Passage shown:
────────────────
Saturday, July 24, 2010

Why Do You Write Books?!

Writer’s Block. So what do you do when you get stuck? When the phrases dry up, the words go away, the pixels get the pox?

In my case, I look at the Etruscan Babe-a-licious hanging on my wall and implore her help. But it’s not working, it’s too hot in here, and too hot outside.

So, for no one’s sake but my own, I might as well tell another story, this one tying together Baudelaire’s contribution to this blog, that girl glimpsed on the Paris metro twenty-five years ago, and my current predicament.

About six years ago, while researching for Sea of Faith, I traveled to easternmost Turkey to survey the battlefield of Manzikert, where a decisive clash occurred in 1071 between Byzantine and Seljuk armies. I walked a hilltop overlooking the vast plain, trying to imagine the scene. At the foot of the hill stood a Kurdish village where cinderblock dwellings were interspersed with tall mounds of dung drying for use as winter fuel. The plain, even in the warm weather, looked cold and forbidding.
────────────────
Requirements: According to the blog post, in what year did the battle at Manzikert take place, and which armies fought there?

Excerpts from segmentation records:
────────────────
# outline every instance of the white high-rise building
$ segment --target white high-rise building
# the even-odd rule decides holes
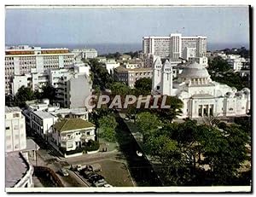
[[[44,72],[49,68],[67,68],[73,65],[73,54],[68,49],[41,49],[27,45],[5,49],[5,94],[12,93],[15,75]]]
[[[207,37],[182,37],[180,33],[172,33],[169,37],[143,37],[143,52],[153,54],[161,58],[188,59],[192,56],[207,55]]]
[[[26,148],[25,117],[18,107],[5,107],[5,152]]]
[[[195,61],[184,66],[175,80],[168,61],[162,64],[158,57],[153,69],[152,94],[177,96],[183,103],[179,118],[245,116],[250,112],[249,89],[237,91],[212,81],[207,69]]]

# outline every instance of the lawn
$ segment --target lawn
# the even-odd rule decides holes
[[[124,163],[113,160],[97,162],[102,171],[99,172],[105,177],[108,184],[114,187],[133,187],[133,183],[126,165]]]

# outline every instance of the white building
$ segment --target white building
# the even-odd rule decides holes
[[[76,60],[91,59],[96,58],[98,55],[98,52],[95,49],[75,49],[72,51],[74,54],[74,58]]]
[[[134,88],[136,81],[143,78],[152,78],[152,68],[138,67],[125,68],[119,67],[113,69],[113,78],[115,80],[125,83],[131,88]]]
[[[95,125],[81,119],[64,119],[53,126],[52,142],[66,151],[81,148],[95,141]]]
[[[203,116],[244,116],[250,111],[250,90],[237,91],[212,81],[207,70],[196,62],[184,67],[172,80],[172,67],[157,58],[153,71],[152,93],[177,96],[183,102],[180,118]]]
[[[180,33],[172,33],[168,37],[143,37],[143,52],[153,54],[161,58],[187,59],[189,56],[206,56],[207,37],[182,37]]]
[[[28,161],[25,117],[18,107],[5,107],[5,187],[33,187],[33,166]]]
[[[5,107],[5,152],[26,148],[25,117],[18,107]]]
[[[60,118],[88,120],[88,110],[85,107],[60,108],[59,105],[49,105],[48,99],[26,101],[26,104],[27,109],[23,111],[23,114],[26,116],[26,125],[47,141],[52,132],[52,125]]]
[[[5,49],[5,94],[11,94],[15,75],[44,72],[48,68],[71,67],[73,54],[68,49],[16,46]]]

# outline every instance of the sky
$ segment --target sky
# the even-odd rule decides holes
[[[144,36],[202,35],[249,43],[248,7],[7,9],[6,44],[141,43]]]

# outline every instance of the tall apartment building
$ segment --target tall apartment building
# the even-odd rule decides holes
[[[143,37],[143,52],[174,60],[201,57],[207,55],[207,39],[202,36],[182,37],[180,33],[172,33],[168,37]]]
[[[75,108],[85,106],[85,99],[91,94],[91,82],[86,69],[79,71],[49,70],[49,83],[56,89],[55,101],[60,103],[61,107]]]
[[[5,152],[26,148],[25,118],[18,107],[5,107]]]
[[[44,72],[48,68],[67,68],[73,65],[68,49],[41,49],[27,45],[5,49],[5,94],[12,93],[14,75]]]
[[[75,49],[72,51],[74,54],[74,57],[76,60],[90,59],[96,58],[98,55],[98,52],[95,49]]]
[[[119,67],[113,69],[113,78],[119,82],[124,82],[131,88],[134,88],[135,82],[142,78],[152,78],[152,68],[138,67],[125,68]]]

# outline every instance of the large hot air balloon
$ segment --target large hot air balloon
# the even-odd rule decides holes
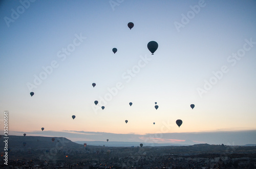
[[[182,124],[182,120],[181,119],[177,119],[176,120],[176,124],[179,126],[179,128],[180,127],[180,126]]]
[[[34,94],[35,94],[35,93],[33,92],[30,92],[30,95],[31,96],[31,97],[33,96],[33,95],[34,95]]]
[[[133,24],[133,22],[129,22],[127,25],[128,25],[128,27],[129,27],[130,30],[131,30],[132,28],[133,28],[133,27],[134,26],[134,24]]]
[[[115,54],[116,53],[116,52],[117,52],[117,49],[116,48],[113,48],[112,49],[112,51],[113,51],[113,52],[114,52],[114,54]]]
[[[157,110],[157,109],[158,108],[158,106],[157,105],[155,106],[155,108],[156,108],[156,109]]]
[[[154,55],[154,53],[156,52],[158,47],[158,44],[154,41],[151,41],[147,43],[147,49]]]

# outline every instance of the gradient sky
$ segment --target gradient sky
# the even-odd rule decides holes
[[[0,4],[0,111],[9,112],[10,134],[256,129],[255,1],[21,2]]]

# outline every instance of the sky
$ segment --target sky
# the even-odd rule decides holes
[[[221,132],[224,144],[256,143],[231,136],[256,136],[255,7],[253,0],[3,1],[0,131],[8,111],[9,135],[214,144]],[[88,136],[99,132],[117,136]]]

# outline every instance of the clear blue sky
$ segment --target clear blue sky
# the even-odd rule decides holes
[[[256,1],[31,1],[0,3],[10,134],[256,129]]]

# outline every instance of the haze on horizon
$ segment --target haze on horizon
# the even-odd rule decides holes
[[[2,2],[0,111],[9,112],[10,134],[105,140],[116,134],[134,141],[166,133],[155,138],[205,142],[204,133],[238,132],[251,141],[224,134],[222,142],[256,143],[255,7],[252,0]],[[151,41],[159,45],[153,55]]]

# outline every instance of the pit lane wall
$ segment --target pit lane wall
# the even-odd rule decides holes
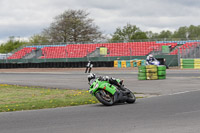
[[[145,64],[146,64],[146,61],[140,60],[140,59],[114,61],[114,67],[118,67],[118,68],[145,66]]]
[[[178,66],[176,55],[156,55],[160,61],[166,60],[168,66]],[[145,60],[146,56],[120,56],[120,57],[84,57],[84,58],[57,58],[57,59],[15,59],[0,60],[0,69],[7,68],[73,68],[85,67],[92,61],[94,67],[114,67],[115,60]],[[131,65],[131,64],[130,64]]]
[[[182,69],[200,69],[200,59],[181,59]]]

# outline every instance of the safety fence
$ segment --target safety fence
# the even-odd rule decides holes
[[[166,79],[166,66],[147,65],[138,67],[138,80]]]

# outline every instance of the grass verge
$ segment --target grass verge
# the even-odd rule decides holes
[[[85,90],[46,89],[0,84],[0,112],[98,103]]]

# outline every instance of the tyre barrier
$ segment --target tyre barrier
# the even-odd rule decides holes
[[[182,69],[200,69],[200,59],[181,59]]]
[[[166,66],[147,65],[138,67],[138,80],[166,79]]]

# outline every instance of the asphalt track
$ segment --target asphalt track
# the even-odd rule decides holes
[[[96,71],[125,80],[134,92],[156,97],[135,104],[101,104],[0,113],[1,133],[197,133],[200,131],[199,70],[167,70],[167,79],[138,81],[136,70]],[[86,74],[0,73],[0,83],[87,89]],[[78,81],[78,82],[77,82]],[[85,83],[86,82],[86,83]]]

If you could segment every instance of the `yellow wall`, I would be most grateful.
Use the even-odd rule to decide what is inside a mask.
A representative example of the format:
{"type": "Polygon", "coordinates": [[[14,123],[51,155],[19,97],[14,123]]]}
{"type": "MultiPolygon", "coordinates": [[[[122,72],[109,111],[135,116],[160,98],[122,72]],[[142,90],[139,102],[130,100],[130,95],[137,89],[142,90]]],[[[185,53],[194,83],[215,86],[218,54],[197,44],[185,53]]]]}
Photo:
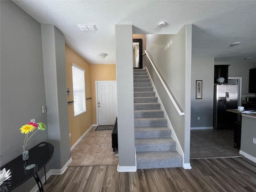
────────────────
Written answer: It took place in 1071, between Byzantine and Seljuk armies.